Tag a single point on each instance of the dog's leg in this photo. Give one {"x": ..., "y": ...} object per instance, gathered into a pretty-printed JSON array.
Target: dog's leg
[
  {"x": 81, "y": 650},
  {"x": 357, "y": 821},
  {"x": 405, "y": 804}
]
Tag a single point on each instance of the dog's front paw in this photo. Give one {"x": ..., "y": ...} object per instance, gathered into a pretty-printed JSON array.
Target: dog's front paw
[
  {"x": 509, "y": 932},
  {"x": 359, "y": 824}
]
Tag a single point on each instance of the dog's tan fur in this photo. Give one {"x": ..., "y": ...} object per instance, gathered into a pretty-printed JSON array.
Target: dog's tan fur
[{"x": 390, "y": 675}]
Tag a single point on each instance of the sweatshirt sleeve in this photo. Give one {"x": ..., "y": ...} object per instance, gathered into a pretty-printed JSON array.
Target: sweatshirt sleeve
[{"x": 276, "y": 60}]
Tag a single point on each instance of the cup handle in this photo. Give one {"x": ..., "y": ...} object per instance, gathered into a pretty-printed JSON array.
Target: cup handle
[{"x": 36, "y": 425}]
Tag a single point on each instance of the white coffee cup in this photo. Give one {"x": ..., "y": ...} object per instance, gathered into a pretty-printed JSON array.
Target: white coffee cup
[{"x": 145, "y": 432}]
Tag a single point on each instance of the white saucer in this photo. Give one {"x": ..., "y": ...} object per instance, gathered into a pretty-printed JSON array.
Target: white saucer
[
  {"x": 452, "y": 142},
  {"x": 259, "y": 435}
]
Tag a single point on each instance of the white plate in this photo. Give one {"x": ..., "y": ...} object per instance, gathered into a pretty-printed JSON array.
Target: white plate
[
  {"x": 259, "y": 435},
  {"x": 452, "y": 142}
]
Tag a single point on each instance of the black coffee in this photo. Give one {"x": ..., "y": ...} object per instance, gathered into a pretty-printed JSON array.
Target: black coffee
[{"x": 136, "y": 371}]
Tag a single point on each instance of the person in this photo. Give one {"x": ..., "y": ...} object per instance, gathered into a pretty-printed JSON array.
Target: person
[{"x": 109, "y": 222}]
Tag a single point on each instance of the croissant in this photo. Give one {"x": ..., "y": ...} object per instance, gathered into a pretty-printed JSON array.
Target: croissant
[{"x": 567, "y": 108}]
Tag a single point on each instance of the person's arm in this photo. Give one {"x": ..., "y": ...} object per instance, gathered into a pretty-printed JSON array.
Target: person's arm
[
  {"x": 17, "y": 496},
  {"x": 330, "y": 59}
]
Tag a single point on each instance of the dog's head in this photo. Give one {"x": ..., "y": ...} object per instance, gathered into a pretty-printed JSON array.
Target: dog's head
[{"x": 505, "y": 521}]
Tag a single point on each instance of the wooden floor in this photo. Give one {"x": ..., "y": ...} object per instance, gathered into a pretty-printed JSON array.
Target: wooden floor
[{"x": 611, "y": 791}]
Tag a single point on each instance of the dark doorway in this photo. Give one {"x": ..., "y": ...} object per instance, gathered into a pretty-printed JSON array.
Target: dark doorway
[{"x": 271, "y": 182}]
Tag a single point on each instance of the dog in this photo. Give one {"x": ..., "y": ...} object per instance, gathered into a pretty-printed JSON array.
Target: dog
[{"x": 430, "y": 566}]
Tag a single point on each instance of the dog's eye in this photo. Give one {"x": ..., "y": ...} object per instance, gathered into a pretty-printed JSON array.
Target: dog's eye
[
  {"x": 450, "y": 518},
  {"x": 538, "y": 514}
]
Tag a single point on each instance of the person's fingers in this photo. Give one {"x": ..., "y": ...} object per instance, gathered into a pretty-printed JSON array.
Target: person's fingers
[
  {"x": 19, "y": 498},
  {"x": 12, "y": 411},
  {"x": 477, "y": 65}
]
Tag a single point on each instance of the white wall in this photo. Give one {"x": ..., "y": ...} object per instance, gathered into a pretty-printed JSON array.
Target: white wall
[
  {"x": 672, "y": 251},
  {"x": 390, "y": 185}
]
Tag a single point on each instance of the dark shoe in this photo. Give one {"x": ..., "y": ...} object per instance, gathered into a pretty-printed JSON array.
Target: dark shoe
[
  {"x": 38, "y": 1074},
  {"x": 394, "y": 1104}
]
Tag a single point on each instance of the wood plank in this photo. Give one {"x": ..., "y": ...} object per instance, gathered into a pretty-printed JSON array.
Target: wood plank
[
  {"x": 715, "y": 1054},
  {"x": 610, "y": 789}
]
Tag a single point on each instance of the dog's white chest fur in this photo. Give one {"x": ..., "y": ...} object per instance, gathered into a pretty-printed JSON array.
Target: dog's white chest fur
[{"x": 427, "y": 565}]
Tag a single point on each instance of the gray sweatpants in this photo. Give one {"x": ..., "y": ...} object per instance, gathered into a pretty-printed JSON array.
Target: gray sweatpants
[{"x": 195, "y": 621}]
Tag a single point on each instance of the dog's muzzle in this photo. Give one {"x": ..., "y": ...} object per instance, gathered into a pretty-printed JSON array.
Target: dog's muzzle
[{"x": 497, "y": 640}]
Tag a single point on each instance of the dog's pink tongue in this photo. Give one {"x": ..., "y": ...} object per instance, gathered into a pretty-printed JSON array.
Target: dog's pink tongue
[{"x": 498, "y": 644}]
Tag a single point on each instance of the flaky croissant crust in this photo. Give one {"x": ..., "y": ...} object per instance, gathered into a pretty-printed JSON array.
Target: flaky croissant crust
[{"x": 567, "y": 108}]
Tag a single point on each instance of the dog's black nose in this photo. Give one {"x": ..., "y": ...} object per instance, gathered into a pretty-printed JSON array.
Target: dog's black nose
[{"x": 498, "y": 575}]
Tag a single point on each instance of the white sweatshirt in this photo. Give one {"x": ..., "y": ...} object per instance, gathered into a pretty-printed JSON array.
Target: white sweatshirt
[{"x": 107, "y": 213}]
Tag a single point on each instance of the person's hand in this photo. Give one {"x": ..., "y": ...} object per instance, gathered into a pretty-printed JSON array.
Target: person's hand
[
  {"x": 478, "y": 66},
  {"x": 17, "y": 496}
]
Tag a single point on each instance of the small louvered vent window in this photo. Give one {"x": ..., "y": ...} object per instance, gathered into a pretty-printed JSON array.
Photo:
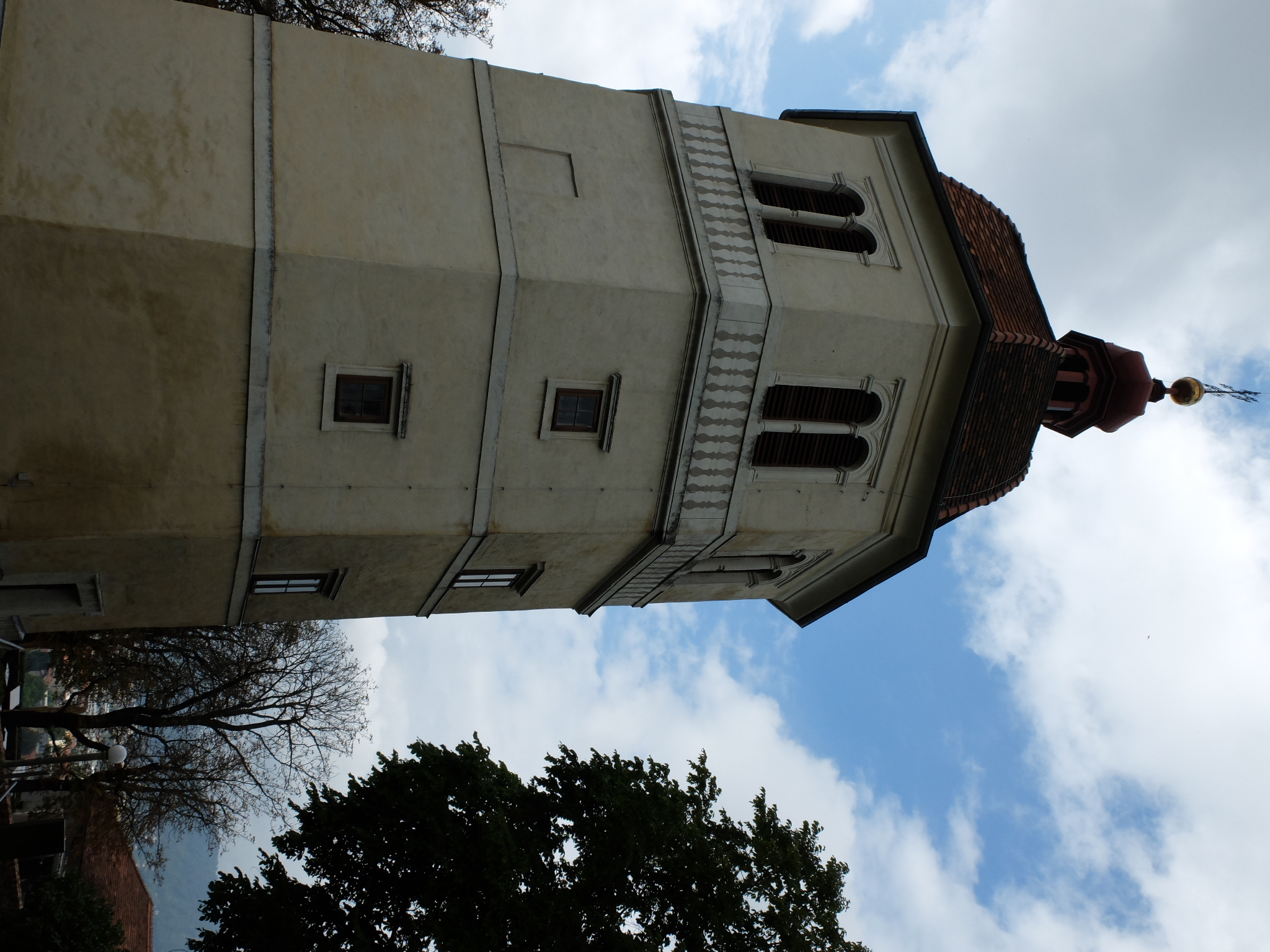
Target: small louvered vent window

══════════

→ **GOAL OF THE EXERCISE**
Copy all the rows above word for word, leaving out the pictures.

→ **TASK OUTPUT**
Tag a single point on each instance of the dog's leg in this photo. Give one {"x": ..., "y": ...} object per instance, gathered into a pretty-printed JSON array.
Target: dog's leg
[
  {"x": 81, "y": 650},
  {"x": 357, "y": 821},
  {"x": 405, "y": 804}
]
Tag a single point on each instance of the dog's front paw in this photo. Give one {"x": ..., "y": ...} object per instance, gathered into a pretty-printed JSON array.
Target: dog's front paw
[
  {"x": 509, "y": 932},
  {"x": 359, "y": 824}
]
Tag a single point on each instance of the dog's tan fur in this photo. Give one {"x": ..., "y": ...} object per instance, gathered into a pretty-printed JSON array.
Target: dog's tan fur
[{"x": 390, "y": 675}]
Tag a single point on each instance of the sweatshirt sleeve in this photo. Give one {"x": ..., "y": ...} object per instance, gathered into a pretty-printed JSON array.
Target: sweatshirt sleeve
[{"x": 276, "y": 60}]
Tag a single point on each instance of the cup handle in this photo. Give one {"x": ..., "y": ...} object per instance, gathered into a pretty-printed JSON array.
Target: cup handle
[{"x": 36, "y": 425}]
Tag a single point on each instance of the white coffee cup in this photo. Give one {"x": ..., "y": ...} object per instance, gathered into a pretty-printed JSON array.
Target: white coffee cup
[{"x": 145, "y": 432}]
Tag a single point on each instance of the white saucer in this photo. Give one {"x": ..., "y": ...} object per instance, gathered into a pretty-printed JSON array.
Target: white saucer
[
  {"x": 452, "y": 142},
  {"x": 259, "y": 435}
]
Tag a single point on each instance of the white plate in this photo. Give one {"x": ..., "y": ...} object per instance, gathered into a pretty-printed JSON array.
Target: white plate
[
  {"x": 259, "y": 435},
  {"x": 452, "y": 142}
]
Tag a single point on each instance of the black coffee in this photo. Give one {"x": ..., "y": ...} object per instance, gathered into a pretty-printed JSON array.
Target: black coffee
[{"x": 136, "y": 371}]
Tag a single point on each instance of the person in this photo. Give one {"x": ..., "y": ...} object per instance, gathered into a pretty-printed JSON array.
Target: person
[{"x": 109, "y": 222}]
Tag a single point on each instance of the croissant in this photo. Give one {"x": ..., "y": ...} object per instance, gathered into a pretty-printed JSON array.
Target: croissant
[{"x": 567, "y": 108}]
Tag a single point on each instance of the person's arm in this photo. Give one {"x": ..., "y": ...} object per instance, gathered into a pretty-printed JSON array.
Target: person's arm
[
  {"x": 17, "y": 496},
  {"x": 330, "y": 59}
]
Tag a single point on each instance of the dog's head in this photo. Give one {"x": ..., "y": ...} object per instance, gathered into a pretty-printed JSON array.
Target: dog's head
[{"x": 505, "y": 521}]
Tag a single point on each instance of the wooden floor in this photo. Give one {"x": ..., "y": ...} object per instance, gathered into a pretty-printed JSON array.
Target: wooden floor
[{"x": 611, "y": 791}]
Tag a single point on each instance of the dark doorway in this photo. Give one {"x": ..., "y": ...} object per instance, gathered into a pretty-printed JSON array.
Target: dark doorway
[{"x": 271, "y": 182}]
Tag a single point on each instance of the dog in this photo. Give one {"x": ..., "y": ...} object per instance, gathered into a pretty-printed JSON array.
Target: dog
[{"x": 430, "y": 566}]
Tag a single point on each instance of the dog's eye in this photo. Give one {"x": ..., "y": ...} object per instance, gathered into a pretty-printed JSON array.
Target: dog's eye
[
  {"x": 450, "y": 518},
  {"x": 538, "y": 514}
]
Tag a single point on each instance of the person's fingers in this photo. Give one {"x": ..., "y": ...} object per instance, gathered into a pretty-printed JSON array.
Target: person's fingers
[
  {"x": 19, "y": 498},
  {"x": 12, "y": 411},
  {"x": 477, "y": 65}
]
Tag a single point on each instance of the white wall in this photo. Give one {"x": ..., "y": ...} object per instance, gathered into a pretty-printed JSON array.
Target: white wall
[
  {"x": 672, "y": 251},
  {"x": 390, "y": 185}
]
Tag a single point on each instance of the dark shoe in this photo. Give one {"x": ..., "y": ...} object per instance, gathered into a pretty-printed JSON array.
Target: dark shoe
[
  {"x": 38, "y": 1074},
  {"x": 394, "y": 1104}
]
Tag a single point on each instance of the wood plank in this photo. Give one {"x": ..., "y": ...} object per instance, gathered into a pretty-printed JSON array.
Target: wood plank
[
  {"x": 715, "y": 1054},
  {"x": 610, "y": 789}
]
Tag a single point on each instance of the dog's white chest fur in this photo. Give one {"x": ..., "y": ...} object per instance, gathered into a pretty-printed JSON array.
Target: dog's white chest fur
[{"x": 427, "y": 565}]
Tag a single point on each instance of the gray sweatpants in this photo. Give one {"x": ..., "y": ...} object per instance, gathered into a pretty-printed JSON array.
Target: gray sweatpants
[{"x": 195, "y": 621}]
Tag a single point on each instance of the dog's muzzle in this photo. Give one {"x": ..., "y": ...} object per instance, gathered into a pretty-printed JSON array.
Target: dog's muzzle
[{"x": 497, "y": 640}]
Tag a single point on each instance of the dog's pink tongue in this photo. Give one {"x": ..., "y": ...} object per instance, gathered into a pretty-printed JSON array.
Target: dog's pink tongue
[{"x": 498, "y": 644}]
Tag a single point on each instance of the flaky croissant crust in this photo. Give one {"x": ..., "y": ...} object per instance, gathered into a pretty-printed JSON array.
Target: flaky croissant crust
[{"x": 567, "y": 108}]
Tag a single point on each instance of the dog's black nose in this photo. Give one {"x": ..., "y": ...} object per instance, gathered into a pretty-printed JSON array.
Target: dog's black nose
[{"x": 498, "y": 575}]
Tag a single point on each instance of the white sweatshirt in this photo. Give one {"x": ..., "y": ...} object per instance, gathered into a pretty-printed JSON array.
Target: white sweatshirt
[{"x": 107, "y": 213}]
Tag a single point on each instance of the person's hand in this photo. Give one {"x": ..., "y": ...} object per instance, gathered into a pretty-printed JSON array.
Target: person's hand
[
  {"x": 478, "y": 66},
  {"x": 17, "y": 496}
]
Tag a single point on each instance of the small louvered vent window in this photo. Give one {"x": ..., "y": ...} object per instance, gathered into a pretty-printed JSON array.
Photo:
Target: small louvered vent window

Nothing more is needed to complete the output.